● GIVEN TASK
Continue the forum reply below about using Solr as a primary data store, starting right after its last words.

● SOURCE DOCUMENT
Re: Solr as a dedicated data store?

Posted by Dave <ha...@gmail.com>.
This is one of the most interesting and articulate emails I’ve read about the fundamentals in a long time. Saving this one :)

> On Apr 7, 2022, at 9:32 PM, Gus Heck <gu...@gmail.com> wrote:
> 
> Solr is not a "good" primary data store. Solr is built for finding your
> documents, not storing them. A good primary data store holds stuff
> indefinitely without adding weight and without changing regularly, Solr
> doesn't fit that description. One of the biggest reasons for this is that
> at some point you'll want to upgrade to the latest version, and we only
> support a single interim upgrade. So from 6 to 7 or 7 to 8 etc... multiple
> step upgrades 6 to 7 to 8 may fail. I seem to recall hearing that this was
> actually enforced by the code but I didn't find the check on a quick look
> through the code (doesn't mean it isn't there, just I didn't find it). In
> any case, multi-version upgrades are not generally supported, intentionally
> so that we can be free to make improvements without having to carry an ever
> growing weight of back compatibility. Typically if new index features are
> developed and you want to use them (like when doc values were introduced)

● GIVEN ENTRIES
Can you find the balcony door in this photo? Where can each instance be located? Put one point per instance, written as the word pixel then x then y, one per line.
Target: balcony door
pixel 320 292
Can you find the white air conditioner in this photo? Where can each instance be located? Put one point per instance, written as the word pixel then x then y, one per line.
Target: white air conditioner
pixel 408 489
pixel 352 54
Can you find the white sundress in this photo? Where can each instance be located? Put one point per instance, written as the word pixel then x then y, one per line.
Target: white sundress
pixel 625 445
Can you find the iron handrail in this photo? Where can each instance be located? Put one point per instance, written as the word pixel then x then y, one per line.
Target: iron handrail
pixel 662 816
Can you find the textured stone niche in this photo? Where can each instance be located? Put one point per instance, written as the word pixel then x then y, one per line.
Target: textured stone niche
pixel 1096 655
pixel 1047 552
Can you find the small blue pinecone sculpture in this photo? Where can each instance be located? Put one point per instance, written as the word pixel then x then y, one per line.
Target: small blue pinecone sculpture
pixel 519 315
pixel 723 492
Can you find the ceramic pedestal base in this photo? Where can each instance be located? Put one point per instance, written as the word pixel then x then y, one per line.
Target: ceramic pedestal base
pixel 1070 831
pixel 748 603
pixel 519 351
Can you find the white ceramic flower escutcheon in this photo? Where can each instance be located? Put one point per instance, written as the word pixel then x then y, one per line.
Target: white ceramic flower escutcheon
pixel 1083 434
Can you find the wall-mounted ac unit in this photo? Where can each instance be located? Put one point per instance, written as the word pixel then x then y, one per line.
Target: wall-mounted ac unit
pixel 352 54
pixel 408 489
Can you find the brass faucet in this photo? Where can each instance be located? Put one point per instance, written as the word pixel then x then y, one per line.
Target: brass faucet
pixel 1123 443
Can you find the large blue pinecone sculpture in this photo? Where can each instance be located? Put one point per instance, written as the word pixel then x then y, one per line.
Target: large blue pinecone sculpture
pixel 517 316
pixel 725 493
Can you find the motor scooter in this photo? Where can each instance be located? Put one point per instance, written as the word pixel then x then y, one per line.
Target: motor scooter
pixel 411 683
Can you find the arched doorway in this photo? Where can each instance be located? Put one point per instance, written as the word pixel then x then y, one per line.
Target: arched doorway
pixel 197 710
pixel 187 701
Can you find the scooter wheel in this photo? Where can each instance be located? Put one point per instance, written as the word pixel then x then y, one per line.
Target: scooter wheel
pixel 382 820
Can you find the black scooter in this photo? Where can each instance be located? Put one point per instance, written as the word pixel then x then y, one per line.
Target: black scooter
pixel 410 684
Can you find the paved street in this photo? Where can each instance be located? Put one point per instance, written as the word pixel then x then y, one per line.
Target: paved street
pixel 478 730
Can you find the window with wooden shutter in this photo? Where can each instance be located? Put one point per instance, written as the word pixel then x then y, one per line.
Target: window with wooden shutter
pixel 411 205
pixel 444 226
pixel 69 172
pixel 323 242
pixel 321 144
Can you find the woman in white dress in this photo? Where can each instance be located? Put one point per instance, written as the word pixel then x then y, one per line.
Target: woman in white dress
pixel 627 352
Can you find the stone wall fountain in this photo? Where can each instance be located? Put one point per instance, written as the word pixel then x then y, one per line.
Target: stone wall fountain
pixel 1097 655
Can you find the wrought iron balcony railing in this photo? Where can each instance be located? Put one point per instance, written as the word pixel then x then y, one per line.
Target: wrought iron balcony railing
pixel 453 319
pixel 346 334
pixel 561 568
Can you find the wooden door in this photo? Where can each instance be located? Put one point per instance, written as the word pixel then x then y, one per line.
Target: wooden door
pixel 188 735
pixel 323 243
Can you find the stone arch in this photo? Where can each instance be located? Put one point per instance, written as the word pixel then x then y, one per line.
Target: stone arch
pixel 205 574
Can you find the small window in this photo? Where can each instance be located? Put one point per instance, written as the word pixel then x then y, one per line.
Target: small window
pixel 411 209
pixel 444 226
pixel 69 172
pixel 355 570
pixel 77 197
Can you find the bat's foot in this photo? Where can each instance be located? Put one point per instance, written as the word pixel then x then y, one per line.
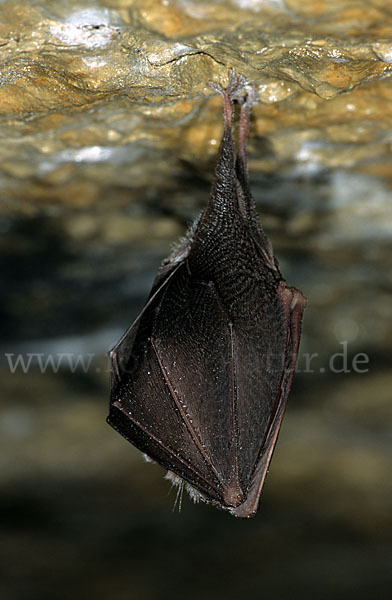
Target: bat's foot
pixel 233 91
pixel 247 102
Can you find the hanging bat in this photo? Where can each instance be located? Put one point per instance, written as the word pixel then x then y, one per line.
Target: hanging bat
pixel 200 381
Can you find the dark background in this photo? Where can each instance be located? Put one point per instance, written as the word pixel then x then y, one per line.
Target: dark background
pixel 82 513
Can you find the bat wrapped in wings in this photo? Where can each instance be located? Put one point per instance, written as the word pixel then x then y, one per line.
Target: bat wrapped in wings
pixel 200 381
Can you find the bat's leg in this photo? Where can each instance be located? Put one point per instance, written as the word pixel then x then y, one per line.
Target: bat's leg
pixel 246 105
pixel 234 89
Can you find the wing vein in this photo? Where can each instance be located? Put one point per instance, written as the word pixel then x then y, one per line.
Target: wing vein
pixel 167 448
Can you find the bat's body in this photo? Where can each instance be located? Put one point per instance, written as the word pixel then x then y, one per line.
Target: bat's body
pixel 200 381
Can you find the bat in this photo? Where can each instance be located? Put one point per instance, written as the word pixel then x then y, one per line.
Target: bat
pixel 200 381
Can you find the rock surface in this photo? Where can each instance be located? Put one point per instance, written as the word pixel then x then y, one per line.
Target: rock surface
pixel 111 133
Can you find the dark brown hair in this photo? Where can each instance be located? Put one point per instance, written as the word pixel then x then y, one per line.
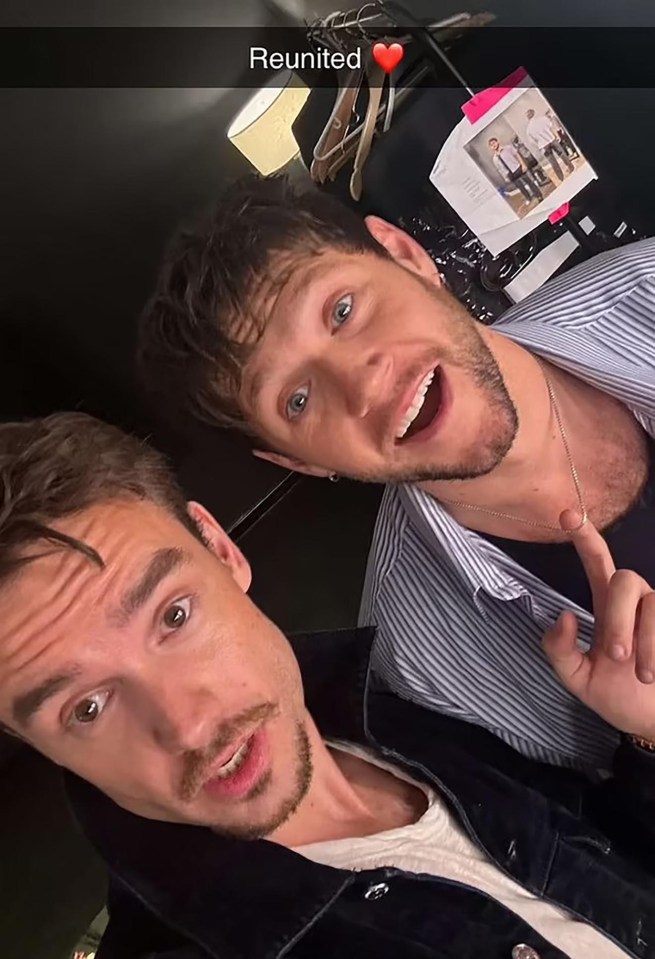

● TASK RESULT
> you will need to re-index to use the new feature. Search engines
> precalculate and write typically denormalized or otherwise processed
> information into the index prioritizing speed of retrieval over space and
> long term storage. As others have mentioned, there is also the ever
> changing requirements problem. Typically someone in product management or
> if you are unlucky, the CEO hears of something cool someone did with solr
> and says: Hey, let's do that too! I bet it would really draw customers
> in!... 9 times out of 10 the new thing involves changing the way something
> is analyzed, or adding a new analysis of previously ingested data. If you
> can't reindex you have to be able to say no, not on old data" and possibly
> say "we'll need a separate collection for the new data and it will be
> difficult to search both" when asked by PM/CEO/YourBiggestClient/etc.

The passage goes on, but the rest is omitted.